Given text:
-.-.-
Magic In Depression
by Kendra Pape-Green
I have depression.
I have a handle on it mostly. I don’t really miss work due to depression; I can still do my job and be good at it. I still contribute to my household, and I haven’t had my thoughts tend toward a darker direction in years.
But I’m still sad and unmotivated a lot. So, I make space for that in my life.
The thing is, I don’t tend to do a lot of magic in those states. It might help, but since I deal with energy work, and a lot of what I do revolves around Selfism, it’s hard to believe in myself and try and work magic when I just feel tired and unhappy.
I’m sure I’m not the only one who feels that way. Magic is wonderful and helpful, and it helps you learn who you are in a lot of deep, personal ways. It helps you build connections with the world and build connections with yourself. So, when you’re out of energy, it can be hard to do something magical.
-.-.-
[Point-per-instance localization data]
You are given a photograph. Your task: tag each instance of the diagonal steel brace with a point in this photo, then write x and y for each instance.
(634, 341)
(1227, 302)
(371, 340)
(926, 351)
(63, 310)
-.-.-
Check your understanding:
1 – From the essay on magic and depression, output the passage that begins with the words containing "I have a handle" and ends with "direction in years.".
2 – Rewrite the paragraph of the essay on magic and depression that begins "I have a handle on it mostly" as a shorter version that keeps its main facts.

Answer set:
1 –
I have a handle on it mostly. I don’t really miss work due to depression; I can still do my job and be good at it. I still contribute to my household, and I haven’t had my thoughts tend toward a darker direction in years.

2 – I mostly have my depression under control. I rarely miss work because of it, I still do my job well, I still contribute to my household, and my thoughts haven't turned dark in years.